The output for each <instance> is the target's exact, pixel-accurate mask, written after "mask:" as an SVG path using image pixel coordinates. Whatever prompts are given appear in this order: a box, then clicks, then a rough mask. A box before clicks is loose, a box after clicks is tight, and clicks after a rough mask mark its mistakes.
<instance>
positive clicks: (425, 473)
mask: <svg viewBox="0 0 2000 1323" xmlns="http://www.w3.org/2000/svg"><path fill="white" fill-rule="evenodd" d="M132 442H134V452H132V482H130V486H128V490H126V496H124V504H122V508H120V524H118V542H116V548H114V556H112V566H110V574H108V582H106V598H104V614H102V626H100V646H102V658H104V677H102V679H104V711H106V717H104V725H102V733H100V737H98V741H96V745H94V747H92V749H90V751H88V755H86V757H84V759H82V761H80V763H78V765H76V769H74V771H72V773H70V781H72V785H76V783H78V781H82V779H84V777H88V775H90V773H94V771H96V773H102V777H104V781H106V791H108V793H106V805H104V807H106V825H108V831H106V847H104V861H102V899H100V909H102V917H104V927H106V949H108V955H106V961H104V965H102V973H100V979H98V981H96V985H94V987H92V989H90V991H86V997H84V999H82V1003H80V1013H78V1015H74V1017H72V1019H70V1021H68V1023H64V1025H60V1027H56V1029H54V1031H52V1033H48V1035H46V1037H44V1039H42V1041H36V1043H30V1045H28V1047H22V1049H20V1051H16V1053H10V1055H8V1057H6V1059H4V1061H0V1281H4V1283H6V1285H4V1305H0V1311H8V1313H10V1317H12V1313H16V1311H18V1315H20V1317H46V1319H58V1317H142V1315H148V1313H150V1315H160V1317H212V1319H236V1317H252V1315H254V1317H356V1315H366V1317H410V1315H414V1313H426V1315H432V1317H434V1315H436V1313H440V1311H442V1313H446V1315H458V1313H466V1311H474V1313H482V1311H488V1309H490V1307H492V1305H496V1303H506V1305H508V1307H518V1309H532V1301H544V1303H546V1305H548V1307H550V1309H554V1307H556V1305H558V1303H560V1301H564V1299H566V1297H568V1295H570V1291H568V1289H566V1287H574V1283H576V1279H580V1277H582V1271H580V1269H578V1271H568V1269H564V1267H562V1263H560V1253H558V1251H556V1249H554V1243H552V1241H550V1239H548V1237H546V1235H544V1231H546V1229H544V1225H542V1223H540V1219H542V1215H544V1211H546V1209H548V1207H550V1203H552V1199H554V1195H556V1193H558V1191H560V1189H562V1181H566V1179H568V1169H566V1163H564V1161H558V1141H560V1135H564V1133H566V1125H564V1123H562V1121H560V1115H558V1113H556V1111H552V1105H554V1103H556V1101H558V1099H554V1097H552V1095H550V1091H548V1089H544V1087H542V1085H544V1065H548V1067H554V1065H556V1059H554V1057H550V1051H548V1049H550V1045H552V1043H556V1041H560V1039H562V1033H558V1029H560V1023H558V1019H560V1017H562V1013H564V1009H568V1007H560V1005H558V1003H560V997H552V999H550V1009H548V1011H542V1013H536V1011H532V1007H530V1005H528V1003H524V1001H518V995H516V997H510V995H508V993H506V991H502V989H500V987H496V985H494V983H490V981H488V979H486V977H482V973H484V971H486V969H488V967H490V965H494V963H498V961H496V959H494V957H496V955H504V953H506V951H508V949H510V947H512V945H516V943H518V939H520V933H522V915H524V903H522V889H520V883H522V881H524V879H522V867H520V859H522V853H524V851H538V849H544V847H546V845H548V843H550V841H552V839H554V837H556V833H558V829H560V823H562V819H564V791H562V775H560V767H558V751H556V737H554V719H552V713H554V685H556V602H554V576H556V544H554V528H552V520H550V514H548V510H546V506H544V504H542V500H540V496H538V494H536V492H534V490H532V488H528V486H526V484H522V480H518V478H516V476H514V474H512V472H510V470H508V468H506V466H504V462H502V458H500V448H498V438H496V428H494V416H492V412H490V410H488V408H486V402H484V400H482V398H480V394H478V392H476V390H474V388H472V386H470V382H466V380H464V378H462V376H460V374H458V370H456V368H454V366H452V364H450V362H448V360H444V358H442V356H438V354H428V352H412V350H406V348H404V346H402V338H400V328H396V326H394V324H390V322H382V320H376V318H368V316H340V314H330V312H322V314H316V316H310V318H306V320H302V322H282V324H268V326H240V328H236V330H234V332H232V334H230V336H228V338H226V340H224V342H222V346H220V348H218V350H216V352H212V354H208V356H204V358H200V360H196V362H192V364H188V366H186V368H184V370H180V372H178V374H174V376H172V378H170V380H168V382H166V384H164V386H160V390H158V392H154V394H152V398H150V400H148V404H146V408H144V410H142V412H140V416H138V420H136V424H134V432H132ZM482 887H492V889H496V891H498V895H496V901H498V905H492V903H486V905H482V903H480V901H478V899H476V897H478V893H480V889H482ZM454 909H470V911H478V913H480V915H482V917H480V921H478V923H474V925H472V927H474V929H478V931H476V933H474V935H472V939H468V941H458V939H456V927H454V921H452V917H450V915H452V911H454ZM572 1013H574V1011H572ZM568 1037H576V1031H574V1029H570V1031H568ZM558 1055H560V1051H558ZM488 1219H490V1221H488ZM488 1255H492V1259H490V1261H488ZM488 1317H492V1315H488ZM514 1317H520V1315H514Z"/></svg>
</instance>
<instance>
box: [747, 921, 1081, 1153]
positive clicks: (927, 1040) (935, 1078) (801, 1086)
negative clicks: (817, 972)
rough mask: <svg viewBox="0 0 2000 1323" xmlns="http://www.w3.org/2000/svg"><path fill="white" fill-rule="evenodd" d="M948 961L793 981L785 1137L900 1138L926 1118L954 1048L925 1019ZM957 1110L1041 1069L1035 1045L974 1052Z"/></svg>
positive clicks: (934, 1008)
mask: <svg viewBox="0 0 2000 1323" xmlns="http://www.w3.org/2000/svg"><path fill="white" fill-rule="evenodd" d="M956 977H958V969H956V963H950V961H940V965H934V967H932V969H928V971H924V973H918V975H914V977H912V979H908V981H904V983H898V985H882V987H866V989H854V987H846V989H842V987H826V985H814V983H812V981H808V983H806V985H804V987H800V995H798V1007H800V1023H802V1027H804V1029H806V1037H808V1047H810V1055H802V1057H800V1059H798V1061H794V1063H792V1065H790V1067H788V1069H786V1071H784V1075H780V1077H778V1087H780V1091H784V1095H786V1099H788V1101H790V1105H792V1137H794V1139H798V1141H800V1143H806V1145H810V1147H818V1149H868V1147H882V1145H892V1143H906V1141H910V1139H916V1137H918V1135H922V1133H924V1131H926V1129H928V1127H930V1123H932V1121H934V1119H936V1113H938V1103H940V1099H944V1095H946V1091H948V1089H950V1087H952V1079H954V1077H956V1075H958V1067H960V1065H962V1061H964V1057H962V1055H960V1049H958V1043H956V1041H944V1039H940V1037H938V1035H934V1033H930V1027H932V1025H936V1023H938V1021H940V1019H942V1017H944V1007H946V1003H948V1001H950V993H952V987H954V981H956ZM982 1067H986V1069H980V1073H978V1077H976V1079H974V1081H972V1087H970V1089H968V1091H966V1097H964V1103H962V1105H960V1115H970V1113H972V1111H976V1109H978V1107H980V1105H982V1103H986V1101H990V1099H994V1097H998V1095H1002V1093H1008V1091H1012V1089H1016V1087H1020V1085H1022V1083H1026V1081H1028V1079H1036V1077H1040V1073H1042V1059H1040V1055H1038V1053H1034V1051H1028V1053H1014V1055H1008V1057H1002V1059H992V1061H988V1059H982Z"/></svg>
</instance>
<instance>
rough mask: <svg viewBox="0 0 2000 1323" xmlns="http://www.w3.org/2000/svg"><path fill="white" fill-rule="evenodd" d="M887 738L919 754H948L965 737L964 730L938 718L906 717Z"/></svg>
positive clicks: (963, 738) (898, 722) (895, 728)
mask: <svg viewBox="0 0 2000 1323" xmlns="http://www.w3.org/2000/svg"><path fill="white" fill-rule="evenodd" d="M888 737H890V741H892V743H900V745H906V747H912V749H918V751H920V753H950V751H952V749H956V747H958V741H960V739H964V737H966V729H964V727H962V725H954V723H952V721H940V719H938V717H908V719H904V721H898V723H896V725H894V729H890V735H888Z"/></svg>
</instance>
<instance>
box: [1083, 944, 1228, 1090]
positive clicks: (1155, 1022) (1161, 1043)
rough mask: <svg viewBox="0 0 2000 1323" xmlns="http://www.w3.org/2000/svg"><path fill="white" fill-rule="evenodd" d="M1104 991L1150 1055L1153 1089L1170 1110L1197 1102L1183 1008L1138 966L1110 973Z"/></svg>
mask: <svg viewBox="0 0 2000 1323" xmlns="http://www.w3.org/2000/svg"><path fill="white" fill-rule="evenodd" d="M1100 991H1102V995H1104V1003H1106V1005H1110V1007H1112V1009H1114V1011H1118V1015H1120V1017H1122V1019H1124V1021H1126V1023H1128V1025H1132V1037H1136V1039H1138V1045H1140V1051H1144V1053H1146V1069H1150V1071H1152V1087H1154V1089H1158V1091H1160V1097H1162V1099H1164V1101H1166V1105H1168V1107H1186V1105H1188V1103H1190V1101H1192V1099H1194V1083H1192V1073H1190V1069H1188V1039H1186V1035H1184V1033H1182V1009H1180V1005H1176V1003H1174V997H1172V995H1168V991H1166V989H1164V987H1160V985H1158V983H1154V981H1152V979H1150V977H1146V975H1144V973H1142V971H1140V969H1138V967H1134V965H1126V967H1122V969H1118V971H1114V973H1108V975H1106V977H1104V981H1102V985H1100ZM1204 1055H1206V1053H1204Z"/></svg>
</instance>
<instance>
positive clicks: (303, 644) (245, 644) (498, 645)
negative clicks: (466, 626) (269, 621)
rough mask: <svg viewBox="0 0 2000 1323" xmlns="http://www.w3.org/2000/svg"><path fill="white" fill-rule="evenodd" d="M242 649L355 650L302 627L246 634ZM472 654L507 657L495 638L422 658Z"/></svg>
——
Task:
Copy out the lines from the beginning through the one containing "positive clicks: (425, 473)", inclusive, substituting "coarse mask" for each occurrence of "rough mask" and leaving everything else unchanged.

Task answer:
The output for each <instance> is the target's exact, pixel-accurate mask, written after "mask:" as an SVG path using image pixel coordinates. Whatever prompts are given appear in this order: a box, then clicks, then a coarse mask. A box before clicks is loose, a box after clicks is tight, and clicks after a coarse mask mark its mistakes.
<instance>
positive clicks: (425, 473)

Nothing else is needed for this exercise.